▶ [Task to carry out] Which lines in the records below contain the string "signal"? Pick out and copy each one, with case counting in the match.

▶ [Supplied material]

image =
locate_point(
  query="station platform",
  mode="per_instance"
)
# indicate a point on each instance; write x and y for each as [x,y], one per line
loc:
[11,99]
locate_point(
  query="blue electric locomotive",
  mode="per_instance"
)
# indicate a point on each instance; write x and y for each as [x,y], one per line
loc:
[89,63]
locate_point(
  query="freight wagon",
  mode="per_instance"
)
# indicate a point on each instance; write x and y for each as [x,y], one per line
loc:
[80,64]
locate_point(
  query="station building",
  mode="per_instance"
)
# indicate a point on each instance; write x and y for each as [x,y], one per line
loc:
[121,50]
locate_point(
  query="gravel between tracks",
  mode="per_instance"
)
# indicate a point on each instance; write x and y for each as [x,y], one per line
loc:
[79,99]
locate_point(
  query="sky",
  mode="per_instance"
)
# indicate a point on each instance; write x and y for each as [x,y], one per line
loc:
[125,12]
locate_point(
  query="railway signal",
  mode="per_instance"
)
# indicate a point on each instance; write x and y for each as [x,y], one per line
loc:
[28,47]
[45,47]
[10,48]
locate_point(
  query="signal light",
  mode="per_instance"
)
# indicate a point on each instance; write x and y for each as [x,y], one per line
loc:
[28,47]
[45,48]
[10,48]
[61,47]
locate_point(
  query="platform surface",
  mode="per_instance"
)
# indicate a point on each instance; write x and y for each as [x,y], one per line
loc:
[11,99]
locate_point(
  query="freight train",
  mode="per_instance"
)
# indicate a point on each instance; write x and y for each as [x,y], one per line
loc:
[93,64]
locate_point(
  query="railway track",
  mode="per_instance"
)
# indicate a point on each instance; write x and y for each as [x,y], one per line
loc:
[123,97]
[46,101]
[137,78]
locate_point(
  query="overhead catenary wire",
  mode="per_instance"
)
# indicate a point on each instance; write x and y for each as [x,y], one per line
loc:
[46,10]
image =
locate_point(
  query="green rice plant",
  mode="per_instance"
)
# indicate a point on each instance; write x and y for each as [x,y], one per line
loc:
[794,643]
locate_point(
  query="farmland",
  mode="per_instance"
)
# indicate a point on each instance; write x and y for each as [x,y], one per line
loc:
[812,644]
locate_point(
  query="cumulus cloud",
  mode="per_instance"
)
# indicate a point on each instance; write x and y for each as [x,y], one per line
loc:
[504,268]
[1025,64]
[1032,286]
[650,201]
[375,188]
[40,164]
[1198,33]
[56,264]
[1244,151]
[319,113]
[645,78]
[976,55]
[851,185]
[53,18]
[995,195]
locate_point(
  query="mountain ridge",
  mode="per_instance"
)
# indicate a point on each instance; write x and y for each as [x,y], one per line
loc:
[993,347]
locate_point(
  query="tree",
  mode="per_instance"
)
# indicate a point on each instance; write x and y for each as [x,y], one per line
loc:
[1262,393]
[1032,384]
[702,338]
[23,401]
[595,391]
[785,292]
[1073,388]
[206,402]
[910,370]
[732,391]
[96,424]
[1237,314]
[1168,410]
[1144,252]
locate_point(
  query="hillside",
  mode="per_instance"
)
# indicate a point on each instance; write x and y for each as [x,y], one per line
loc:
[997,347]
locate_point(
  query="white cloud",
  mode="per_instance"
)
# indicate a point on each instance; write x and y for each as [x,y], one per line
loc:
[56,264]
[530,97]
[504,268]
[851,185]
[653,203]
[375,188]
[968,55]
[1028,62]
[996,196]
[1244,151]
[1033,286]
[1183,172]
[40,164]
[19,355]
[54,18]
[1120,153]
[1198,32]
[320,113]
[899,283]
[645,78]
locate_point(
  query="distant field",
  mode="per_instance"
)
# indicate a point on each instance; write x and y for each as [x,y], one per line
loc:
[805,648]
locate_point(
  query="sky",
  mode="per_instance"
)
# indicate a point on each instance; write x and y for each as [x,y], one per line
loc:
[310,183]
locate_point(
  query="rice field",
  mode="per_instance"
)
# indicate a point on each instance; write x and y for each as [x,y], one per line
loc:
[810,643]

▶ [Written solution]
  query="railway signal",
  query="signal light",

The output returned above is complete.